EXERCISE OBJECTIVE: Only the lines holding "this" are wanted. Copy every one from the records below.

[Collected data entries]
Segment Open

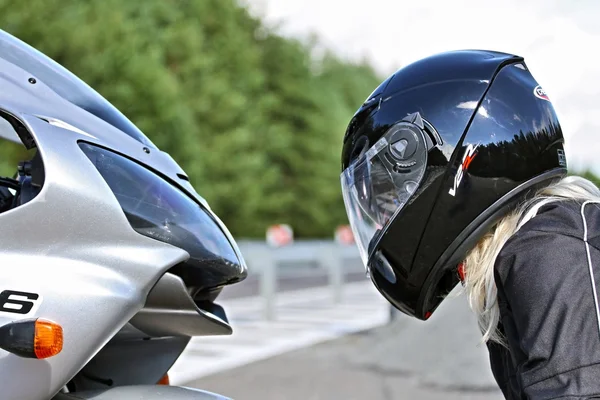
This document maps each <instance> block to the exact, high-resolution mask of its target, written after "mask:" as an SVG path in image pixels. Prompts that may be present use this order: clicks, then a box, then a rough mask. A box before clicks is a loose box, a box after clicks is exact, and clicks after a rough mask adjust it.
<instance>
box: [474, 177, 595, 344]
mask: <svg viewBox="0 0 600 400" xmlns="http://www.w3.org/2000/svg"><path fill="white" fill-rule="evenodd" d="M564 200H582V201H585V200H595V201H600V189H599V188H598V187H597V186H596V185H594V184H593V183H592V182H590V181H589V180H587V179H584V178H582V177H579V176H568V177H565V178H563V179H561V180H559V181H558V182H555V183H552V184H550V185H549V186H547V187H545V188H543V189H541V190H540V191H539V192H537V193H536V195H535V196H534V197H533V198H532V199H530V200H528V201H526V202H524V203H522V204H520V205H519V206H518V207H517V208H516V209H515V210H514V211H513V212H511V213H509V214H508V215H506V216H505V217H504V218H502V219H501V220H500V221H499V222H498V223H497V224H496V225H495V226H494V227H493V228H492V230H491V231H490V232H488V233H487V234H486V235H485V236H484V237H483V238H481V240H480V241H479V242H478V243H477V245H476V246H475V247H474V248H473V249H472V250H471V251H470V252H469V253H468V254H467V257H466V258H465V261H464V272H465V282H464V291H465V292H466V294H467V297H468V300H469V306H470V307H471V309H472V310H473V311H474V312H475V314H476V315H477V321H478V324H479V328H480V330H481V332H482V334H483V339H482V340H483V342H487V341H493V342H497V343H500V344H503V345H505V344H506V343H505V340H504V338H503V337H502V335H501V334H500V332H499V331H498V322H499V320H500V310H499V308H498V301H497V291H496V283H495V282H494V264H495V262H496V258H497V257H498V254H499V253H500V250H502V247H503V246H504V245H505V244H506V242H507V241H508V239H510V237H511V236H513V235H514V234H515V233H516V232H517V231H518V230H519V228H520V226H521V225H522V224H523V223H525V222H526V221H527V220H528V219H529V218H530V217H531V214H530V213H529V212H528V211H530V210H531V209H532V207H536V206H540V205H542V204H543V203H547V202H554V201H564Z"/></svg>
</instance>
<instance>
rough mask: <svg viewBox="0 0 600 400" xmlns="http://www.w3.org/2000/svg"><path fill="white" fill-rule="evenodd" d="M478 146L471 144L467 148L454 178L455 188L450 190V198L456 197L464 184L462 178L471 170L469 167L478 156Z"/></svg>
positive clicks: (467, 146) (469, 144)
mask: <svg viewBox="0 0 600 400" xmlns="http://www.w3.org/2000/svg"><path fill="white" fill-rule="evenodd" d="M478 146H479V145H478V144H477V145H475V146H473V145H472V144H469V145H468V146H467V150H466V151H465V155H464V156H463V160H462V163H461V164H460V165H459V167H458V171H456V175H455V176H454V186H453V187H452V188H450V191H448V193H449V194H450V196H456V190H458V187H459V186H460V183H461V182H462V178H463V175H464V174H465V171H466V170H467V169H468V168H469V165H471V161H473V159H474V158H475V156H476V155H477V153H476V151H477V147H478Z"/></svg>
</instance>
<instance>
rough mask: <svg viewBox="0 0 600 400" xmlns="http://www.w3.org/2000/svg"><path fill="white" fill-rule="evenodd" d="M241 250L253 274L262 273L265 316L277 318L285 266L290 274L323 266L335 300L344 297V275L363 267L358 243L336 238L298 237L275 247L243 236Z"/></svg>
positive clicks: (328, 282)
mask: <svg viewBox="0 0 600 400" xmlns="http://www.w3.org/2000/svg"><path fill="white" fill-rule="evenodd" d="M238 245H239V247H240V250H241V251H242V254H243V255H244V258H245V259H246V262H247V264H248V267H249V270H250V273H251V274H260V292H259V293H260V296H261V297H262V298H263V300H264V314H263V315H264V318H265V319H266V320H270V321H272V320H275V319H276V318H277V316H276V313H275V303H276V297H277V277H278V275H279V274H281V273H282V270H283V269H285V270H286V271H285V274H286V275H289V273H290V272H292V273H293V270H296V272H300V271H302V270H304V271H306V270H307V269H315V268H319V269H322V270H324V271H326V272H327V276H328V285H329V287H330V288H331V295H332V301H333V302H334V303H339V302H341V301H342V299H343V286H344V276H345V274H346V273H347V272H348V271H350V270H353V271H357V270H359V269H362V268H363V267H362V264H361V261H360V256H359V253H358V249H357V248H356V246H345V245H340V244H337V243H336V242H334V241H325V240H323V241H316V240H310V241H309V240H307V241H296V242H294V243H293V244H291V245H289V246H284V247H279V248H273V247H270V246H268V245H267V244H266V243H265V242H261V241H248V240H241V241H239V242H238Z"/></svg>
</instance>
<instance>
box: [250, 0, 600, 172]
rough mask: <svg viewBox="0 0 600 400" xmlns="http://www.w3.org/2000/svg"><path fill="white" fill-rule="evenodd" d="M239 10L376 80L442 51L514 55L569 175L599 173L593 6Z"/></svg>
mask: <svg viewBox="0 0 600 400" xmlns="http://www.w3.org/2000/svg"><path fill="white" fill-rule="evenodd" d="M244 1H245V2H246V3H247V4H248V5H249V6H250V10H251V11H252V12H253V13H254V14H255V15H259V16H262V17H263V18H264V20H265V21H266V22H267V23H268V24H269V25H272V26H278V30H279V32H280V33H281V34H283V35H286V36H294V37H308V35H309V34H311V33H316V34H317V35H318V36H319V38H320V39H321V41H322V43H323V45H324V46H327V47H328V48H329V49H332V50H334V51H335V52H336V53H338V54H339V55H340V56H342V57H344V58H348V59H355V60H360V59H362V58H367V59H368V60H369V61H370V62H371V64H372V65H373V66H374V67H375V68H376V69H377V70H378V71H379V72H380V74H381V75H382V76H385V75H389V74H390V73H392V72H394V71H395V70H397V69H398V68H400V67H402V66H403V65H407V64H409V63H411V62H413V61H416V60H418V59H421V58H424V57H427V56H429V55H432V54H435V53H439V52H443V51H448V50H458V49H486V50H497V51H502V52H507V53H513V54H518V55H520V56H522V57H524V58H525V62H526V63H527V65H528V66H529V69H530V70H531V72H532V74H533V76H534V77H535V78H536V80H537V81H538V83H540V84H541V85H542V86H543V88H544V90H545V91H546V93H547V94H548V95H549V96H550V99H551V100H552V103H553V105H554V107H555V109H556V112H557V114H558V116H559V119H560V122H561V125H562V128H563V132H564V134H565V141H566V145H565V146H566V153H567V159H568V162H569V167H570V168H571V169H572V170H580V169H582V168H585V167H589V168H592V169H593V170H594V172H596V173H599V174H600V157H598V155H597V154H598V153H600V1H598V0H498V1H491V0H417V1H415V0H413V1H405V0H368V1H358V0H244ZM594 117H596V118H594Z"/></svg>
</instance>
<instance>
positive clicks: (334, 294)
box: [321, 244, 344, 303]
mask: <svg viewBox="0 0 600 400" xmlns="http://www.w3.org/2000/svg"><path fill="white" fill-rule="evenodd" d="M321 265H323V267H324V268H326V269H327V271H328V275H329V285H330V287H331V290H332V295H333V301H334V303H340V302H341V301H342V297H343V293H342V291H343V285H344V267H343V266H344V262H343V259H342V248H341V246H340V245H338V244H333V245H330V246H325V247H324V248H323V250H322V252H321Z"/></svg>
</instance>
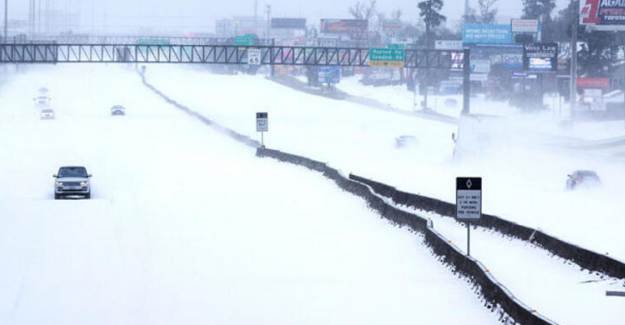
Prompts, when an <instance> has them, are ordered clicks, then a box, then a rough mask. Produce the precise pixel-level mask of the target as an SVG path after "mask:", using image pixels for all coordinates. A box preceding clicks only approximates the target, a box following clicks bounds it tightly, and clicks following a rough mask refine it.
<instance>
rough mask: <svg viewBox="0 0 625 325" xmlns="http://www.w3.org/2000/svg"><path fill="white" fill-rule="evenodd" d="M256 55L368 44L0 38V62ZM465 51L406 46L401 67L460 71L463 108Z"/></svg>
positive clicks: (314, 64)
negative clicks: (150, 42)
mask: <svg viewBox="0 0 625 325" xmlns="http://www.w3.org/2000/svg"><path fill="white" fill-rule="evenodd" d="M251 50H254V52H255V53H256V54H258V53H259V52H260V53H259V54H260V57H259V58H258V59H259V60H258V62H256V63H257V64H259V65H271V66H274V65H287V66H339V67H369V66H371V58H370V57H369V53H370V49H369V48H341V47H314V46H277V45H252V46H241V45H220V44H191V45H189V44H123V43H118V44H105V43H103V44H92V43H84V44H74V43H55V42H50V43H37V44H35V43H1V44H0V64H3V63H4V64H59V63H136V64H155V63H168V64H231V65H247V64H248V63H249V62H248V54H249V53H250V51H251ZM470 63H471V62H470V52H469V50H468V49H464V50H434V49H406V50H405V56H404V62H403V66H404V67H405V68H409V69H423V70H429V69H442V70H455V71H462V72H463V83H464V110H463V111H464V112H465V113H468V112H469V104H470V91H471V89H470V72H471V71H470Z"/></svg>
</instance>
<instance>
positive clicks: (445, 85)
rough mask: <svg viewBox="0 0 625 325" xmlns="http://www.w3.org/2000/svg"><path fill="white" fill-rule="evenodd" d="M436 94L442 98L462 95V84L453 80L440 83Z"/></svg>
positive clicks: (456, 81)
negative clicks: (441, 97)
mask: <svg viewBox="0 0 625 325" xmlns="http://www.w3.org/2000/svg"><path fill="white" fill-rule="evenodd" d="M438 93H439V94H440V95H442V96H450V95H459V94H462V82H461V81H455V80H444V81H441V85H440V87H439V88H438Z"/></svg>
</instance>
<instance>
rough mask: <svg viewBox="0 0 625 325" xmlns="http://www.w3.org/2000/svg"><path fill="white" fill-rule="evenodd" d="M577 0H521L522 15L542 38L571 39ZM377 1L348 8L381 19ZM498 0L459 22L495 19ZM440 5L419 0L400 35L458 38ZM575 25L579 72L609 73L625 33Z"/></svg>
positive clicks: (427, 1)
mask: <svg viewBox="0 0 625 325" xmlns="http://www.w3.org/2000/svg"><path fill="white" fill-rule="evenodd" d="M454 1H457V0H454ZM578 1H579V0H577V1H571V2H570V3H569V5H568V6H567V7H566V8H564V9H562V10H560V11H558V12H555V11H556V0H522V4H523V11H522V13H521V18H525V19H537V20H539V21H540V24H541V27H542V40H543V41H546V42H550V41H551V42H568V41H569V40H570V39H571V32H572V28H573V25H574V24H573V22H574V18H575V16H574V15H575V14H576V11H577V10H578V7H579V3H578ZM376 4H377V2H376V0H368V1H367V2H361V1H358V2H356V4H355V5H353V6H352V7H350V8H349V12H350V14H351V15H352V16H353V17H354V18H356V19H368V20H372V19H377V21H378V22H382V21H384V20H385V19H386V18H387V16H386V15H384V14H383V13H380V12H378V11H377V8H376ZM497 4H498V0H478V1H477V6H476V8H469V10H468V12H467V13H466V14H465V15H464V17H463V19H462V21H461V22H462V23H484V24H490V23H495V22H496V21H497V13H498V12H497ZM443 6H444V1H443V0H421V1H419V2H418V3H417V8H418V10H419V17H420V19H419V21H418V22H417V23H414V24H405V27H404V28H403V30H402V31H401V32H400V33H399V34H400V35H399V36H400V37H401V36H403V37H410V38H416V39H417V40H418V41H417V43H418V44H419V45H422V46H428V47H432V46H433V42H434V40H435V39H437V38H441V39H444V38H455V39H458V38H460V37H461V32H460V30H461V26H459V27H460V28H457V29H456V30H453V29H450V28H448V27H446V26H445V22H446V20H447V17H445V16H444V15H443V14H442V9H443ZM401 17H402V12H401V11H400V10H395V11H393V12H392V13H391V15H390V19H395V20H400V19H401ZM578 28H579V30H578V35H579V40H580V42H583V43H584V44H585V45H584V47H583V48H582V49H581V52H580V54H579V63H580V67H581V69H582V71H581V72H582V73H587V74H592V75H603V74H608V73H609V72H610V70H611V67H612V66H614V64H615V63H616V57H617V56H616V54H617V53H618V50H619V49H622V50H625V36H623V35H622V33H616V32H599V31H592V32H591V31H588V30H586V29H585V28H584V27H582V26H579V27H578ZM520 40H521V41H522V39H520Z"/></svg>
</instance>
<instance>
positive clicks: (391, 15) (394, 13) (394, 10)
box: [391, 9, 404, 20]
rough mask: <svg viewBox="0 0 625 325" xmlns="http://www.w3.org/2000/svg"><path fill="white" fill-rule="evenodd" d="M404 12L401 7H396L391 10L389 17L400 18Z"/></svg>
mask: <svg viewBox="0 0 625 325" xmlns="http://www.w3.org/2000/svg"><path fill="white" fill-rule="evenodd" d="M403 14H404V12H403V11H401V9H396V10H393V11H392V12H391V19H393V20H401V16H402V15H403Z"/></svg>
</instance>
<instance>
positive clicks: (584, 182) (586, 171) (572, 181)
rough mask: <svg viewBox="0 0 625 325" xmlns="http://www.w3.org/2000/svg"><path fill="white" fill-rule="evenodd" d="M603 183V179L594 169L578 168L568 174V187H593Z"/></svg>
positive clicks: (573, 188)
mask: <svg viewBox="0 0 625 325" xmlns="http://www.w3.org/2000/svg"><path fill="white" fill-rule="evenodd" d="M599 184H601V179H600V178H599V175H597V173H596V172H594V171H592V170H577V171H575V172H573V173H572V174H570V175H568V178H567V180H566V189H567V190H575V189H577V188H580V187H592V186H597V185H599Z"/></svg>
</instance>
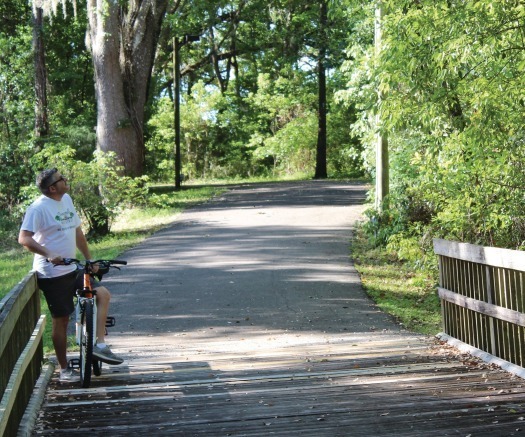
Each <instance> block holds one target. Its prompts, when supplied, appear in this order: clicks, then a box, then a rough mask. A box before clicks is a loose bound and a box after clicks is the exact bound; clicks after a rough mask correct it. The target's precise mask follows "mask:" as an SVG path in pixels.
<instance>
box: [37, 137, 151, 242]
mask: <svg viewBox="0 0 525 437" xmlns="http://www.w3.org/2000/svg"><path fill="white" fill-rule="evenodd" d="M32 161H33V166H34V168H38V169H42V168H52V167H57V168H58V169H59V170H60V171H61V172H62V173H63V174H64V176H66V177H67V178H68V184H69V185H70V194H71V197H72V198H73V201H74V203H75V206H76V208H77V210H78V211H79V214H81V215H82V216H83V218H84V219H85V222H86V225H87V231H88V233H90V234H92V235H97V234H106V233H108V232H109V230H110V227H111V224H112V222H113V220H114V219H115V217H116V216H117V215H118V214H119V212H120V211H121V210H122V209H123V208H125V207H129V206H130V205H140V204H141V203H144V202H145V201H146V200H145V199H146V197H147V187H146V182H147V178H146V177H142V178H135V179H133V178H130V177H127V176H121V174H122V172H123V169H122V168H121V167H120V166H119V165H117V163H116V158H115V156H114V154H112V153H102V152H96V153H95V155H94V158H93V160H92V161H90V162H83V161H79V160H76V159H75V150H74V149H73V148H71V147H69V146H66V145H56V146H48V147H46V148H45V149H44V150H42V151H41V152H40V153H38V154H36V155H35V156H34V157H33V160H32Z"/></svg>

Segment Closed

REPLY:
This document maps each <instance> block to the exact, high-resolution mask of its target, written after "mask:" as an SVG path in image pixels. Prompts that may be present use this order: clicks, then a box, then a rough mask. A box before clicks is a loose box, a box after clicks is exact, and clicks after a rough mask adjust it.
Each <instance> block holds one target. Its prompts, when supplied, appear in this order: clicks, then a box, then a rough mask. A box before clicks is a loose bound and a box after clicks is the exact bound; clicks after a rough mask correct it. The target's precise mask follows "mask:" as an SVG path in pixels.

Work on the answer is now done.